Rewrite the stretch of the listing from the line containing "search for leafy" through the line containing "left=0, top=228, right=21, bottom=264", keeping every line, with each answer box's left, top, right, and bottom coordinates increased by 79. Copy the request text and its sample boxes unchanged.

╔══

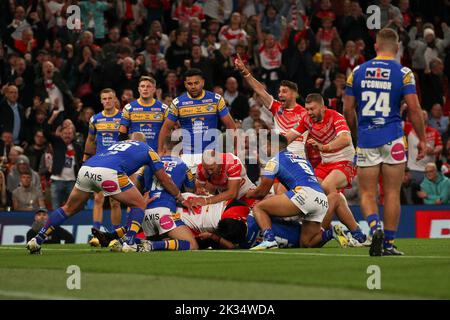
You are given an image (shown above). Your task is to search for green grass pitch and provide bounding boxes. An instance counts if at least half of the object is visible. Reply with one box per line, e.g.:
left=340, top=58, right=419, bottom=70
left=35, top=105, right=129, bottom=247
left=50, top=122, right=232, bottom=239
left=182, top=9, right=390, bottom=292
left=0, top=239, right=450, bottom=300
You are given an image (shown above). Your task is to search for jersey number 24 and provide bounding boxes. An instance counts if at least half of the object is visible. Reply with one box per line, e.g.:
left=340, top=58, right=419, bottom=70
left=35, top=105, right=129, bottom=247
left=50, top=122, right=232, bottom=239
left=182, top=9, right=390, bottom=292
left=361, top=91, right=391, bottom=117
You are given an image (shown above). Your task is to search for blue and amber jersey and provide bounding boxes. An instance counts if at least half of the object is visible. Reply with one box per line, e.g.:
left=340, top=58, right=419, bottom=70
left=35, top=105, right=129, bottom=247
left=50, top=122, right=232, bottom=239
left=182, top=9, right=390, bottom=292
left=120, top=99, right=167, bottom=150
left=345, top=57, right=416, bottom=148
left=84, top=140, right=164, bottom=176
left=262, top=150, right=323, bottom=192
left=166, top=91, right=229, bottom=154
left=89, top=110, right=122, bottom=153
left=138, top=156, right=195, bottom=212
left=239, top=214, right=302, bottom=249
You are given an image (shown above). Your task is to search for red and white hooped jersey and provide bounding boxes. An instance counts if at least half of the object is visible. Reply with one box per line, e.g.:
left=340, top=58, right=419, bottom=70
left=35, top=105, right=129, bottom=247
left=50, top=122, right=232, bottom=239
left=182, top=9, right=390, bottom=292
left=197, top=153, right=256, bottom=199
left=219, top=25, right=247, bottom=51
left=293, top=108, right=355, bottom=163
left=269, top=99, right=308, bottom=157
left=177, top=192, right=250, bottom=235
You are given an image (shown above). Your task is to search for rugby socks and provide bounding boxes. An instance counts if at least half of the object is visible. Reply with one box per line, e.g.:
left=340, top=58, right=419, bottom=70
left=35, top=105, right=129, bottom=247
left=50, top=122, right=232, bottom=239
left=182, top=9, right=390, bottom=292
left=350, top=228, right=367, bottom=243
left=263, top=228, right=275, bottom=241
left=113, top=227, right=127, bottom=239
left=383, top=230, right=396, bottom=249
left=36, top=208, right=67, bottom=244
left=152, top=239, right=191, bottom=251
left=92, top=221, right=102, bottom=230
left=367, top=213, right=381, bottom=235
left=126, top=208, right=145, bottom=245
left=321, top=228, right=333, bottom=243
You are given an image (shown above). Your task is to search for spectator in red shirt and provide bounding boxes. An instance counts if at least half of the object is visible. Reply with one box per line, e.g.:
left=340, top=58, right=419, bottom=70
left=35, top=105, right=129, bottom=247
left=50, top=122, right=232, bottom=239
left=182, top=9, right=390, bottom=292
left=172, top=0, right=205, bottom=27
left=339, top=41, right=364, bottom=77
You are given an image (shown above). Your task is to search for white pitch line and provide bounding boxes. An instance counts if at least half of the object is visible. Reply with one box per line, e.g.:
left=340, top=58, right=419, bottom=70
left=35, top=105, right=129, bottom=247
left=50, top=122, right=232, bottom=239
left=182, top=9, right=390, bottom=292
left=0, top=246, right=93, bottom=252
left=0, top=246, right=450, bottom=260
left=193, top=250, right=450, bottom=260
left=0, top=289, right=79, bottom=300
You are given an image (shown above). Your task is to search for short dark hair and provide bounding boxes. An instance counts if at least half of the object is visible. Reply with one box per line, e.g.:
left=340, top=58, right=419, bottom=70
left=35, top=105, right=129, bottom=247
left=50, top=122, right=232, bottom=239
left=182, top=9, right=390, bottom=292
left=217, top=218, right=247, bottom=244
left=100, top=88, right=116, bottom=95
left=138, top=76, right=156, bottom=86
left=267, top=131, right=289, bottom=150
left=163, top=135, right=183, bottom=150
left=305, top=93, right=324, bottom=105
left=184, top=68, right=203, bottom=80
left=280, top=80, right=298, bottom=92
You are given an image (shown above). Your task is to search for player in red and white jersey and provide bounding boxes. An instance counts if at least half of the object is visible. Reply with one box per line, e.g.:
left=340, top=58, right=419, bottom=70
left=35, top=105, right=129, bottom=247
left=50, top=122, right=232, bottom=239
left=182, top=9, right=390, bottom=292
left=286, top=93, right=367, bottom=246
left=219, top=12, right=248, bottom=53
left=192, top=150, right=256, bottom=206
left=403, top=110, right=443, bottom=184
left=177, top=193, right=250, bottom=236
left=286, top=94, right=355, bottom=194
left=234, top=56, right=308, bottom=158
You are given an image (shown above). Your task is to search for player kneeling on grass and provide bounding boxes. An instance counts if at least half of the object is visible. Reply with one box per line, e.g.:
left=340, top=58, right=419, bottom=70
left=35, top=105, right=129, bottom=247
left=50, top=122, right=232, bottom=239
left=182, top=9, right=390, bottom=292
left=247, top=136, right=342, bottom=250
left=27, top=132, right=189, bottom=253
left=92, top=136, right=198, bottom=251
left=95, top=193, right=250, bottom=251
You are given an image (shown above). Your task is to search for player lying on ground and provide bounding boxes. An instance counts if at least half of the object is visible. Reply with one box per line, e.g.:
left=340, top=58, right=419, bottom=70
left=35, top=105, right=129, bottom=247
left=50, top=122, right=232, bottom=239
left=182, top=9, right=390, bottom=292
left=286, top=94, right=368, bottom=246
left=27, top=132, right=189, bottom=253
left=95, top=193, right=250, bottom=251
left=191, top=150, right=256, bottom=206
left=97, top=136, right=198, bottom=251
left=247, top=135, right=328, bottom=250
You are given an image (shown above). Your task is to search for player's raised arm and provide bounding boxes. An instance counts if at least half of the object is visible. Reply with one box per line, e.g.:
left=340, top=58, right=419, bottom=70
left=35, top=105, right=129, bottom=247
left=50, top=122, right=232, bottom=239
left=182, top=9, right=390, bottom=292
left=234, top=55, right=273, bottom=108
left=404, top=94, right=427, bottom=160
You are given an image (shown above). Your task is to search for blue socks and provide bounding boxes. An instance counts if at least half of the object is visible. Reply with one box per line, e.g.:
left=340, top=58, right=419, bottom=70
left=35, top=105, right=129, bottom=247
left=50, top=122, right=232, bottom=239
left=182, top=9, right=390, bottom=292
left=383, top=230, right=396, bottom=249
left=350, top=228, right=367, bottom=243
left=126, top=208, right=145, bottom=245
left=152, top=239, right=191, bottom=251
left=263, top=228, right=275, bottom=241
left=92, top=221, right=102, bottom=230
left=322, top=228, right=333, bottom=243
left=367, top=213, right=381, bottom=235
left=36, top=208, right=68, bottom=244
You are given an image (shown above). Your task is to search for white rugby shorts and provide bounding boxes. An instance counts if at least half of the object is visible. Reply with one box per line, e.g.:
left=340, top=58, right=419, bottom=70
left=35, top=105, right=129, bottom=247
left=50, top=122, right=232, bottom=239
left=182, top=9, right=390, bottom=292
left=356, top=137, right=408, bottom=167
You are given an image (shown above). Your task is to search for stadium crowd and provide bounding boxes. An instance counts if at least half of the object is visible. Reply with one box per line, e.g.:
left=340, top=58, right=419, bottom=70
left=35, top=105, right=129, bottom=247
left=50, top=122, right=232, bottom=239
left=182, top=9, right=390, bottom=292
left=0, top=0, right=450, bottom=215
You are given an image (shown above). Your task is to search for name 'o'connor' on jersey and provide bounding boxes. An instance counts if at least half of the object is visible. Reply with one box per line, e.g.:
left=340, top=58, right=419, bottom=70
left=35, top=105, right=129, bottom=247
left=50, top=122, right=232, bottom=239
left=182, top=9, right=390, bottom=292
left=345, top=56, right=416, bottom=148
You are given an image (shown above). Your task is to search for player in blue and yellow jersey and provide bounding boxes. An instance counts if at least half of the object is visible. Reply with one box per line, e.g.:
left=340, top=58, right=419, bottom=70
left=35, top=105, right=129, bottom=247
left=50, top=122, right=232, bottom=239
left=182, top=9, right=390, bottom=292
left=83, top=88, right=122, bottom=242
left=119, top=76, right=167, bottom=150
left=158, top=69, right=236, bottom=173
left=247, top=135, right=328, bottom=250
left=135, top=136, right=198, bottom=250
left=27, top=132, right=188, bottom=253
left=344, top=29, right=425, bottom=256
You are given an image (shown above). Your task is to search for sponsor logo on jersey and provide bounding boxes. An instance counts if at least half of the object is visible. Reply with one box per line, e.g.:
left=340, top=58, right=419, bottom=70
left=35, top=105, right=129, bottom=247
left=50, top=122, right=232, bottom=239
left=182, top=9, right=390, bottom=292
left=159, top=215, right=174, bottom=230
left=84, top=171, right=102, bottom=181
left=366, top=68, right=391, bottom=80
left=101, top=180, right=119, bottom=192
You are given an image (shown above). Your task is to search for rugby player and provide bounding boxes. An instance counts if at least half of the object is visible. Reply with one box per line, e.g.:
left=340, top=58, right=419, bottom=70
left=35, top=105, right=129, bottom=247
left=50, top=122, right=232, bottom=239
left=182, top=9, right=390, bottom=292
left=27, top=132, right=188, bottom=253
left=119, top=76, right=167, bottom=150
left=83, top=88, right=122, bottom=242
left=234, top=55, right=308, bottom=158
left=286, top=93, right=367, bottom=246
left=158, top=68, right=236, bottom=174
left=191, top=150, right=256, bottom=207
left=247, top=135, right=328, bottom=250
left=344, top=28, right=426, bottom=256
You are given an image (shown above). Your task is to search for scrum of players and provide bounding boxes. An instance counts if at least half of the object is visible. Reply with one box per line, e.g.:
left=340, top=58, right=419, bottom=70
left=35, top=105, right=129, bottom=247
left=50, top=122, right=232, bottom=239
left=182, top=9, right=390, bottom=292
left=27, top=29, right=425, bottom=256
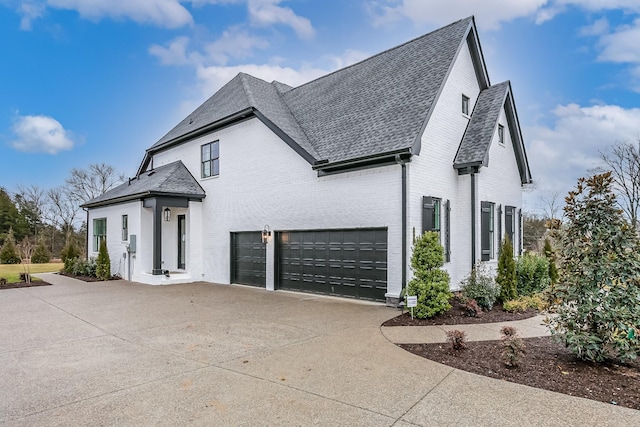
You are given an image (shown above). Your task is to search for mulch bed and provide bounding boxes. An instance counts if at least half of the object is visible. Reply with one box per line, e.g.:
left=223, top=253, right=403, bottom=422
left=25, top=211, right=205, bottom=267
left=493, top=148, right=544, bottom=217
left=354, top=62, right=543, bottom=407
left=58, top=271, right=110, bottom=282
left=0, top=281, right=51, bottom=289
left=400, top=337, right=640, bottom=410
left=382, top=298, right=538, bottom=326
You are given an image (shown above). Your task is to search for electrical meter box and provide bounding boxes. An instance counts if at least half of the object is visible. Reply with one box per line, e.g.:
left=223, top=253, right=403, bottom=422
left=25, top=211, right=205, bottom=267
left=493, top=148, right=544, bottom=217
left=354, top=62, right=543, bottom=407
left=129, top=234, right=137, bottom=254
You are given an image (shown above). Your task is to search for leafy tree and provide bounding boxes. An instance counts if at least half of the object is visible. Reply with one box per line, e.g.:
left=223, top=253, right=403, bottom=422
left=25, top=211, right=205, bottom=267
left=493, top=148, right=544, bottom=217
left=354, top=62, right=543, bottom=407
left=407, top=231, right=452, bottom=319
left=548, top=172, right=640, bottom=362
left=96, top=240, right=111, bottom=280
left=0, top=228, right=21, bottom=264
left=496, top=235, right=518, bottom=302
left=31, top=238, right=51, bottom=264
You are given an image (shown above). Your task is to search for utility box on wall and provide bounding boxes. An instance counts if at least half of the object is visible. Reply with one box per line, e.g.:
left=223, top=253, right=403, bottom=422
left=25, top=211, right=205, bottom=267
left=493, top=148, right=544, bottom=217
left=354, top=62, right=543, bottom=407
left=129, top=234, right=137, bottom=254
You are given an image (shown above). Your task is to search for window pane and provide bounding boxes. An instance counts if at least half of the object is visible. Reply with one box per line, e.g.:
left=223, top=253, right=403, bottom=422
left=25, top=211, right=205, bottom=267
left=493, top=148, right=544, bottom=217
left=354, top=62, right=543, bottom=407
left=211, top=141, right=220, bottom=159
left=202, top=144, right=211, bottom=162
left=211, top=159, right=220, bottom=176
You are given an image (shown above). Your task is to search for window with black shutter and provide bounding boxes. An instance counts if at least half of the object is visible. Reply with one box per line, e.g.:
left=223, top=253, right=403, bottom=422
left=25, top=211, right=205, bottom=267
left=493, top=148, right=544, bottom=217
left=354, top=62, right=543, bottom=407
left=480, top=202, right=494, bottom=261
left=504, top=206, right=516, bottom=248
left=444, top=200, right=451, bottom=262
left=422, top=196, right=442, bottom=234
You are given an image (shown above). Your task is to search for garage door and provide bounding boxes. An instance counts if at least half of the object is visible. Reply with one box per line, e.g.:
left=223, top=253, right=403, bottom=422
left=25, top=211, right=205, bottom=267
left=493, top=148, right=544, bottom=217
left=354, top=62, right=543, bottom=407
left=277, top=229, right=387, bottom=301
left=231, top=231, right=267, bottom=288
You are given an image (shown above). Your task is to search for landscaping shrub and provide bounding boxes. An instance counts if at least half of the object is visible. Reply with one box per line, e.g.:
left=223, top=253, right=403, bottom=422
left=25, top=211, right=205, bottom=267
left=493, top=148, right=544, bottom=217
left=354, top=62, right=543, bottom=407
left=31, top=240, right=51, bottom=264
left=445, top=329, right=467, bottom=351
left=462, top=264, right=500, bottom=311
left=96, top=240, right=111, bottom=280
left=496, top=234, right=518, bottom=301
left=0, top=229, right=22, bottom=264
left=407, top=232, right=452, bottom=319
left=547, top=172, right=640, bottom=362
left=500, top=326, right=526, bottom=368
left=502, top=294, right=546, bottom=313
left=516, top=252, right=550, bottom=296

╚══

ANSWER TO THIS EXERCISE:
You are given an image (shown above). Your task is to search for leafy tree and provide bounding boxes. An instance counts if at least half of the object is visible. Reply with one box per line, e.g.:
left=223, top=253, right=403, bottom=422
left=25, top=211, right=205, bottom=267
left=493, top=148, right=544, bottom=217
left=354, top=62, right=543, bottom=407
left=486, top=310, right=531, bottom=398
left=627, top=251, right=719, bottom=441
left=175, top=319, right=190, bottom=359
left=79, top=307, right=100, bottom=343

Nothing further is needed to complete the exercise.